[EXERCISE BRIEF]: Rewrite the part of the penstock design text below starting with "Model of penstock for Pressure Sharing Design by Bedrock is" and going on through "shell and concrete.", changing "steel shell" to "steel liner".

Pressure Sharing Design by Bedrock for Steel Penstock

 


Model of Penstock for Pressure Sharing Design by Bedrock

Model of penstock for Pressure Sharing Design by Bedrock is shown in below figure. The formula for Design is derived using the assumption shown in below table, and it is a formura by Elastic Theory.

fig
Model of Penstock for Pressure Sharing Design by Bedrock

Item Description
Penstock (steel shell) Elastic body which can transmit only curcumferential stress
Filling Concrete Elastic body which can transmit only compressive stress in the radial direction because of cracks in the concrete due to the internal water pressure. Plastick deformation coefficient is considered to evaluate the boid between the steel shell and concrete.
Bedrock Elastic body which can transmit both stresses in the circumferential and radial directions, alsoo compressive and tensile stresses, under the condition of sufficient initial stress in the underground.
Void between steel shell and concrete Void between steel shell and concrete includes the Plastic displacements of concrete and bedrock, temperature change of steel shell and shrinkage of the concrete. This void is considered under the condition of low internal water pressure.
Basic equation Basic equation is derived using the assumption that the displacement of the steel shell in the radial direction due to the internal water pressure is equal to the sum of the void between the steel shell and concrete, complessive displacements of concrete and bedrock.

[DATASET EXTRACT]:
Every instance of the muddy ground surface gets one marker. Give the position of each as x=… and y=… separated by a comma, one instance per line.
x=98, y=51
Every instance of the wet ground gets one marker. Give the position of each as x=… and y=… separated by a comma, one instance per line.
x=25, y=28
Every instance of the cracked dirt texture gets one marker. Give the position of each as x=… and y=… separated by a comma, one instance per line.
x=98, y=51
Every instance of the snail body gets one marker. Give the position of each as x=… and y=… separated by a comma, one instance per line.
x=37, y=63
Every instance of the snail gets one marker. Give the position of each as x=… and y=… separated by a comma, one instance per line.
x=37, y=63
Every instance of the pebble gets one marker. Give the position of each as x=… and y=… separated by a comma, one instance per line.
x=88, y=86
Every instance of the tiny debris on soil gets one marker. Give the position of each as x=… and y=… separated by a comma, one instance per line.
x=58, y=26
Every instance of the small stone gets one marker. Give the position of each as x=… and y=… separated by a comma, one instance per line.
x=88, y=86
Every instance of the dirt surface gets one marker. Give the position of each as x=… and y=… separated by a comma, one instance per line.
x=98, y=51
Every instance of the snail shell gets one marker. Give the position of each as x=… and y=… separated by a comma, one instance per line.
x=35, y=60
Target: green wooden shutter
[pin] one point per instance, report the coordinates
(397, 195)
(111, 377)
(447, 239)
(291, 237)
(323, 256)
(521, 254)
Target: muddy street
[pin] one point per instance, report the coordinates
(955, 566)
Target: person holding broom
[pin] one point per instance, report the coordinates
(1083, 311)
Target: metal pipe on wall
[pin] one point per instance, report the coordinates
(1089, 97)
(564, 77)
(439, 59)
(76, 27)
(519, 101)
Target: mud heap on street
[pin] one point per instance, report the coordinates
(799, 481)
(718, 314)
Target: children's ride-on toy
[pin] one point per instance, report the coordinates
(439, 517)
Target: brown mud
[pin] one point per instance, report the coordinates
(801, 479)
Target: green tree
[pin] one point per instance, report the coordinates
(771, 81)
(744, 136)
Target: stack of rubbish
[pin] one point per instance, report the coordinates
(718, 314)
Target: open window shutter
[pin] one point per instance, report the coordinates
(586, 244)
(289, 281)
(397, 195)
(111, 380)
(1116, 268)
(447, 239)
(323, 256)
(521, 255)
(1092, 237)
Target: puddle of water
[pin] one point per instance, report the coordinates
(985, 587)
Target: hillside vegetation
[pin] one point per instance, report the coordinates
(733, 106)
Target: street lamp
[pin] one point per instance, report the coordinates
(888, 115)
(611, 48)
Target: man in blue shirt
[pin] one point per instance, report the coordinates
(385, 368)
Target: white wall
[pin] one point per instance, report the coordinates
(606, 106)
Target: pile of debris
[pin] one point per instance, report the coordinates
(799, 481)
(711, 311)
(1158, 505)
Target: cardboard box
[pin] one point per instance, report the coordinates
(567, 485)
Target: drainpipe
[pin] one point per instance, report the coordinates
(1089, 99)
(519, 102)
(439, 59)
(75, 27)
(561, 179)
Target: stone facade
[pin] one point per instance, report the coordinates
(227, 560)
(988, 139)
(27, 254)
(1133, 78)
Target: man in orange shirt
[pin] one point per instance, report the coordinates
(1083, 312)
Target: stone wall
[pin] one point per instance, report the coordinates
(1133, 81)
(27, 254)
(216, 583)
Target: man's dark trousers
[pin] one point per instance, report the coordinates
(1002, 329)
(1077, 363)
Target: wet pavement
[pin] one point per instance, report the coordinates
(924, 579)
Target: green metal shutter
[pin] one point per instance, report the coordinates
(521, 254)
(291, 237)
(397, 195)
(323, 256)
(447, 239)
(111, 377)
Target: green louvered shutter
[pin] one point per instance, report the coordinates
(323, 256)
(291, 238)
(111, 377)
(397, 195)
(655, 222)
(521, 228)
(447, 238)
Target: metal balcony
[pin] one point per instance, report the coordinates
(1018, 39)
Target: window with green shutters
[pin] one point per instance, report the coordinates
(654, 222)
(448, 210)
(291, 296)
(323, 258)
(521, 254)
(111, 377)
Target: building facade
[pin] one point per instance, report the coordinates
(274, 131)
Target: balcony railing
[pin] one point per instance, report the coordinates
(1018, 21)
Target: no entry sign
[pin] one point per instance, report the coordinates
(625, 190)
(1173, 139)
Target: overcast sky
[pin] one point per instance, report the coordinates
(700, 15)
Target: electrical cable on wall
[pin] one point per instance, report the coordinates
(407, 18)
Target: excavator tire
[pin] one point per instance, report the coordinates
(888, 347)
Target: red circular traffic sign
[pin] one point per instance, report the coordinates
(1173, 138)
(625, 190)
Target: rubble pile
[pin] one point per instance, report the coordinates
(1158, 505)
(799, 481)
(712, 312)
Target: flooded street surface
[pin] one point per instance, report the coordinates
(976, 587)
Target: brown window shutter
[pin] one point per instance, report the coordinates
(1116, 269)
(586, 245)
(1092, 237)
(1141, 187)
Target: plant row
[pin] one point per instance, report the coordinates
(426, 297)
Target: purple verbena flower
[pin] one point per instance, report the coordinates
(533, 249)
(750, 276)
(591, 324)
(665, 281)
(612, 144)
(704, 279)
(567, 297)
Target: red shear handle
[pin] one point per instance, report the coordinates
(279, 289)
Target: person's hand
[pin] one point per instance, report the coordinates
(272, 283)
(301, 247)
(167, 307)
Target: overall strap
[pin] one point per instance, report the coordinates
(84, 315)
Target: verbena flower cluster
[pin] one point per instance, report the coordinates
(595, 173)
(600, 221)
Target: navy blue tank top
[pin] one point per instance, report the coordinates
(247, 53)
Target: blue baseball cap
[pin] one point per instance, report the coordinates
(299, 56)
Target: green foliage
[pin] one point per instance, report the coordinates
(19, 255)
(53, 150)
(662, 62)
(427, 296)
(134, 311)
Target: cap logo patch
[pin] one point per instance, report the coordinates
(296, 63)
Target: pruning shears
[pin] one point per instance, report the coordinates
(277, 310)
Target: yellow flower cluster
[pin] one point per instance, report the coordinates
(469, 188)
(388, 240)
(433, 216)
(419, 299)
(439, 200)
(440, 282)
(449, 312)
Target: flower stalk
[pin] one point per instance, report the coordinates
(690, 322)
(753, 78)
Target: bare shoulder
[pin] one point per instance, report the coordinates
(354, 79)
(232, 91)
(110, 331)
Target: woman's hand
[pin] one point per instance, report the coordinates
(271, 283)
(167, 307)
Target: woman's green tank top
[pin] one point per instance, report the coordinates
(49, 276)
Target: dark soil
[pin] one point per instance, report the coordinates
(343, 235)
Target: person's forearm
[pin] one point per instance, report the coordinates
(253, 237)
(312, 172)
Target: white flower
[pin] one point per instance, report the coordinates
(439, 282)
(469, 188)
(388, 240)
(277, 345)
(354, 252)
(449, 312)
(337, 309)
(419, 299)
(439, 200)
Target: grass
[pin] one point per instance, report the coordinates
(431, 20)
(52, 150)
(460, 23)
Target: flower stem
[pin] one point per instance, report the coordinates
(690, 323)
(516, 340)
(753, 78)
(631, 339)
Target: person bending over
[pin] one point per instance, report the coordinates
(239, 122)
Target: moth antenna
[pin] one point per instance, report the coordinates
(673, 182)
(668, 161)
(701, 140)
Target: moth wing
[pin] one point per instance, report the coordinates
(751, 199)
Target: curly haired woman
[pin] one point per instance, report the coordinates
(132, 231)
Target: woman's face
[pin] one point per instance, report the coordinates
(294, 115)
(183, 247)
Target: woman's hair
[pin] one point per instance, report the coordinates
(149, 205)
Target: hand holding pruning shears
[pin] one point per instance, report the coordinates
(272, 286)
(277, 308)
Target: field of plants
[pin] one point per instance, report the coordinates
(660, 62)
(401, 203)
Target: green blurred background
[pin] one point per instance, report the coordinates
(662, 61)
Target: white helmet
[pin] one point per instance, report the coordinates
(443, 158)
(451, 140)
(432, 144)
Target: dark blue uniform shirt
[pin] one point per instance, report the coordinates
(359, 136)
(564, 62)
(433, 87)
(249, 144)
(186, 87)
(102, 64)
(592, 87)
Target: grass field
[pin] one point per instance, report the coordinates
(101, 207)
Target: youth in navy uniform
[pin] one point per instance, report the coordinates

[FINAL RESULT]:
Model of penstock for Pressure Sharing Design by Bedrock is shown in below figure. The formula for Design is derived using the assumption shown in below table, and it is a formura by Elastic Theory.

fig
Model of Penstock for Pressure Sharing Design by Bedrock

Item Description
Penstock (steel liner) Elastic body which can transmit only curcumferential stress
Filling Concrete Elastic body which can transmit only compressive stress in the radial direction because of cracks in the concrete due to the internal water pressure. Plastick deformation coefficient is considered to evaluate the boid between the steel liner and concrete.